__Selected extract__:

***

Both Bill Mitchell and Steve Keen, as heterodox economists, and involved with MMT, have been highly critical of the economic theories peddled by PPE types of course, so the academic background of the political class is classic Gramscian hegemony.
The only thing that drove 1980s UK growth during the Thatcherite era de-industrialisation (which also intentionally created downward pressure on wages) was credit debt after finance de-regulation, which also caused a massive housing price spike.
They even had mortgages of up to 120% of property values !!!
So the consumer generated two parcels of profit – one from buying goods and services, and the second from credit interest profit. Nice deal if you can get it…
Didn’t the Ford Motor Company end up making more profit from its credit arm than actual car sales by 2000 ?
Yeah, the de-industrialization and financialization of the economy, pushed by the ivory-tower, Oxbridge-indoctrinated sycophants, benefits their bribe-masters. Quite cosy and convenient for them… that reminds me:
“It is difficult to get a man to understand something, when his salary depends on his not understanding it.” (U. Sinclair)
There seems to be a fondness for Murphy, which I do not particularly share. Of course, he’s correct but it’s also bog-standard MMT. So check out the real deal – Kelton and Wray – also Dirk Ehnts. And many others, including, of course, Mosler.
As Murphy points out, fiat governments create our money. Taxes do not fund spending, spending funds taxes. It’s one of those MMT inversions that is so counter intuitive it blocks understanding. And it is at work, today, as we fuss about ‘finding’ the money for increased defence spending. The extra money does not ‘come’ from anywhere. Consider what happens if you pay a soldier more (or hire more of them) – they pay more in income tax, then sales taxes. They’re not wealthy so tend to spend all of what they’re given so it flows into the economy and returns as it is taxed at various stages. In other words spending comes back (re venu s) as taxes in the future – much like loan repayments come back as loan repayments in the future.
But surely something has to give? Yes, in a fully functioning economy with no unemployment or junk jobs you would have to displace or conscript people into the services. But not if people working gig jobs with no benefits can be diverted by better pay, better benefits and a better life experience. In which case the ‘cost’ of increased defence spending is not in social services but loss of Uber-eats. Bring it on…
Buying US hardware is a different story – now we’re into balance of payments issues and, potentially debt in a foreign currency (USD). It is the path to becoming a ‘developing’ economy – all assets in hock to US financial interests and no social services let alone a safety net. Much like Argentina is, today.
Back to fiat government spending – it can only go in one of two directions – into the productive economy or into savings. Today, the flow into savings is extraordinary. Fiat governments are creating money right into the pockets of the wealthy who are diverting it out of regulated banking into unregulated private-equity. At the same time Trump is establishing a crypto savings mechanism. What can possibly go wrong is a very good question.

***

__Data__:
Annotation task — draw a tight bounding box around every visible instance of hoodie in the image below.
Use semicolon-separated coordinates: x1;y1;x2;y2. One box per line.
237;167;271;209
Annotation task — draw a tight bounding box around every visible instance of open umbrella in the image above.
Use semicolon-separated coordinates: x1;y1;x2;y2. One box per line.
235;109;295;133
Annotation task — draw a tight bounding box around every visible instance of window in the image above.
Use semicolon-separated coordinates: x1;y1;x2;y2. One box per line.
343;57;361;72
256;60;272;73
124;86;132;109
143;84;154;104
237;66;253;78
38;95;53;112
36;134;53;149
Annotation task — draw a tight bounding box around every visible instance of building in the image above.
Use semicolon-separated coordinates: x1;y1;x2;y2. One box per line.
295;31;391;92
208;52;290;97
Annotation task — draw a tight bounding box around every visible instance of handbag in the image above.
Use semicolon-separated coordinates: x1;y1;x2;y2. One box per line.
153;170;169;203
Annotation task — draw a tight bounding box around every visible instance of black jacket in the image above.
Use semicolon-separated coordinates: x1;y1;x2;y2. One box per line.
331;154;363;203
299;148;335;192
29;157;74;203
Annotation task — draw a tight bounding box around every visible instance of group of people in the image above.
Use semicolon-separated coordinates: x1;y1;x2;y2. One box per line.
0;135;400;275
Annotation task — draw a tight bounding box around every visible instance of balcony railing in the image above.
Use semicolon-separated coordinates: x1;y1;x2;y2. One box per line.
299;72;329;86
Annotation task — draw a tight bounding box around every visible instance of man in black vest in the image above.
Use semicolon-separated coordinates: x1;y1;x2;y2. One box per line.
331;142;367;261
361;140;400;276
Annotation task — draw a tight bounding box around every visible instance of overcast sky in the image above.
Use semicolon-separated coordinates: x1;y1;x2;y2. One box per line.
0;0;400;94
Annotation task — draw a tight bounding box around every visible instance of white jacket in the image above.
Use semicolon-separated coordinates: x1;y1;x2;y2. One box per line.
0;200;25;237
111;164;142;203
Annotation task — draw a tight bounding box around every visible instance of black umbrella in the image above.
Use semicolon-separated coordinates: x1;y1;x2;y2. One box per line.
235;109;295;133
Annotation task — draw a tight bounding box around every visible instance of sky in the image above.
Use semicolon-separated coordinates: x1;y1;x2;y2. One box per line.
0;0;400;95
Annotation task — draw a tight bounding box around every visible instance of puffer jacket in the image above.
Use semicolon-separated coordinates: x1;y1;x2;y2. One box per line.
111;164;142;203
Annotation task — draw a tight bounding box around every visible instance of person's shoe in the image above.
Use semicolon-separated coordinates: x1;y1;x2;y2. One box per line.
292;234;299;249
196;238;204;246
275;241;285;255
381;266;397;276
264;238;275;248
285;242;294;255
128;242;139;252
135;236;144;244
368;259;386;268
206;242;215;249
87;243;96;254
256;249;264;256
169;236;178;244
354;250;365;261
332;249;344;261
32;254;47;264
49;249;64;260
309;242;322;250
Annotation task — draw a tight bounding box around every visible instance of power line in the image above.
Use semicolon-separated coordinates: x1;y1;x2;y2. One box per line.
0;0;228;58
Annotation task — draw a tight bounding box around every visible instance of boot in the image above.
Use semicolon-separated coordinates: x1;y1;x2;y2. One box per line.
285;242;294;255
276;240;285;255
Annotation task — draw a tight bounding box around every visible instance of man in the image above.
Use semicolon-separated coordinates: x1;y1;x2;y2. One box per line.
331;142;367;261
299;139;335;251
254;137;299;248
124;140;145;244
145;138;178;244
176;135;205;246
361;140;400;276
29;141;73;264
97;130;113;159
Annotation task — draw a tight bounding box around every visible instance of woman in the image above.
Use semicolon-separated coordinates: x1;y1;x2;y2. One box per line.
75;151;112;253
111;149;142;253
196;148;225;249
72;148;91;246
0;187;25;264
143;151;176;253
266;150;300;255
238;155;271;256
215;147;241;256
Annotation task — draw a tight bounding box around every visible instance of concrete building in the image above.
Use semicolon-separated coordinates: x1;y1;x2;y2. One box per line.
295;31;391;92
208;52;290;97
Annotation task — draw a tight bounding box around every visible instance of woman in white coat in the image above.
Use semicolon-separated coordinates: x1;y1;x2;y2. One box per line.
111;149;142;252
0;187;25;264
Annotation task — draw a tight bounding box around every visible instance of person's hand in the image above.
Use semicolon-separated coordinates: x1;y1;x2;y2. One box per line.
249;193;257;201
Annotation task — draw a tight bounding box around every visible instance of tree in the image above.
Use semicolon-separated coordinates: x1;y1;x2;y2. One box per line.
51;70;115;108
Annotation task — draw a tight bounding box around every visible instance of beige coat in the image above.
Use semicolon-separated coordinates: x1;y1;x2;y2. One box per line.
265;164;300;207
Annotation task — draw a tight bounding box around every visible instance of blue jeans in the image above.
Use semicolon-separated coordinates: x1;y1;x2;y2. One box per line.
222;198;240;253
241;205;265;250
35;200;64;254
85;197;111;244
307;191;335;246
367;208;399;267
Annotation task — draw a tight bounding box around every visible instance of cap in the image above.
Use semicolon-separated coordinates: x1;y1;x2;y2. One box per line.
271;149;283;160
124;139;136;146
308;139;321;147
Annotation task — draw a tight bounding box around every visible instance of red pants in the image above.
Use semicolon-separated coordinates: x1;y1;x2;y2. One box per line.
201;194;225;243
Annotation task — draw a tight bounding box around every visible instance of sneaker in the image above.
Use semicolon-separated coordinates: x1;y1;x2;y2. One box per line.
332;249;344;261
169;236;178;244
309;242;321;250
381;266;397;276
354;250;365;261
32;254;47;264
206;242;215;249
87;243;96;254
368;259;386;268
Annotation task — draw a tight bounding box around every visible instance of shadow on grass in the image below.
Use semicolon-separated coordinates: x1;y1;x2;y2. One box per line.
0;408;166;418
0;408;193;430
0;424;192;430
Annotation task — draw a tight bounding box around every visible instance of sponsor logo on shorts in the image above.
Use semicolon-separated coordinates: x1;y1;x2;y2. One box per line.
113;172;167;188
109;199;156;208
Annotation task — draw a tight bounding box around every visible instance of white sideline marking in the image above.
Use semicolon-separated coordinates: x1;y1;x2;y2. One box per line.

***

__Jobs__:
a) Please reproduce the passage of the economics commentary starting at "The only thing" and ending at "property values !!!".
b) In the economics commentary, up to what share of property values could mortgages reach?
The data has no connection to the economics commentary.

__Expected outputs__:
a)
The only thing that drove 1980s UK growth during the Thatcherite era de-industrialisation (which also intentionally created downward pressure on wages) was credit debt after finance de-regulation, which also caused a massive housing price spike.
They even had mortgages of up to 120% of property values !!!

b) Up to 120% of property values.